» EXTRACTED INFORMATION:
○ ○ ○ ○ ○ ○ ○
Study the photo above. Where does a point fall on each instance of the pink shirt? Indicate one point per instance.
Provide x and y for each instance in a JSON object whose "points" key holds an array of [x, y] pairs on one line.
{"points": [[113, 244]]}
○ ○ ○ ○ ○ ○ ○
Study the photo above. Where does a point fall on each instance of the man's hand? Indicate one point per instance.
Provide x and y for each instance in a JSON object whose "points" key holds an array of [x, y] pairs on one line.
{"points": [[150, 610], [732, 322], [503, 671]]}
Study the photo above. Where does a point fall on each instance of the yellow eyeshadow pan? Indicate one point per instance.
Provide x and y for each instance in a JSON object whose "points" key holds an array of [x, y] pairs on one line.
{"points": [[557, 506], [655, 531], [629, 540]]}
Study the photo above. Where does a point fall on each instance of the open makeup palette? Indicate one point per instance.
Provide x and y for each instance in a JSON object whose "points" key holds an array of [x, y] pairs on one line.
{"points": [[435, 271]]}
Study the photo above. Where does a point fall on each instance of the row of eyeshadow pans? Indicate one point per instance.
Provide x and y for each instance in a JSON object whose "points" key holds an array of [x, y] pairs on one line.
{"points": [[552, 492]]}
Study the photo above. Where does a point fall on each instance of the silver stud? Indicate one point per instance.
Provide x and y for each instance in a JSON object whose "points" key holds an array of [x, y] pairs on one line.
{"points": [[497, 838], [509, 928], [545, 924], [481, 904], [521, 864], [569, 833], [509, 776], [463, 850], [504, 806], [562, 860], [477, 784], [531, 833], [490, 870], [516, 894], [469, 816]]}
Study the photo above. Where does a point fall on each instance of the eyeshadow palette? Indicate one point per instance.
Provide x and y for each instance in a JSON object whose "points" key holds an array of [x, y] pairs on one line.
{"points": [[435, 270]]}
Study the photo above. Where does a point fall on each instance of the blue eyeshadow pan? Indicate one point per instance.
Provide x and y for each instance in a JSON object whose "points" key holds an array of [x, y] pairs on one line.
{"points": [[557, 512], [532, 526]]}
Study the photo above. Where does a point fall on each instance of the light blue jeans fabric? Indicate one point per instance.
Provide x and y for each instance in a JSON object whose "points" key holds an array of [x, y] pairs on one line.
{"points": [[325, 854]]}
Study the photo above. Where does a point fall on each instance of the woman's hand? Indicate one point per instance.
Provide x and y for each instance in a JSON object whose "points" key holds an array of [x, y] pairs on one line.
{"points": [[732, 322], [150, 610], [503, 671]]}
○ ○ ○ ○ ○ ○ ○
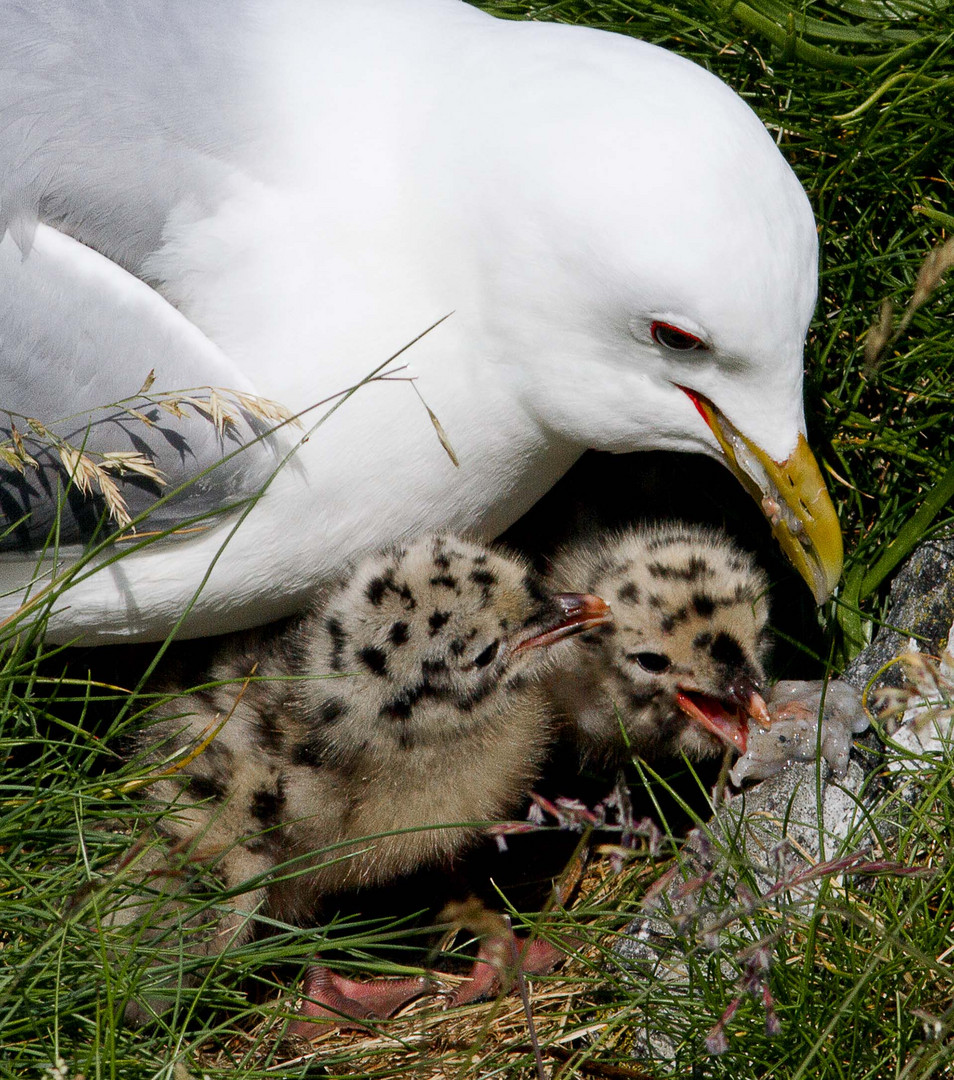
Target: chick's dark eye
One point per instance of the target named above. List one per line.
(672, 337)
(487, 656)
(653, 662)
○ ○ ○ ○ ○ ○ ○
Scan the listing above. Gather each line that contains the word "blue".

» SOLUTION TO THE PROBLEM:
Study the photo above. Where does a point fall on each instance of the blue eyeshadow pan? Indicate one point per instance.
Study the photo above. Where does a point fall on each instance of the light blue jeans fabric? Indicate one point per instance.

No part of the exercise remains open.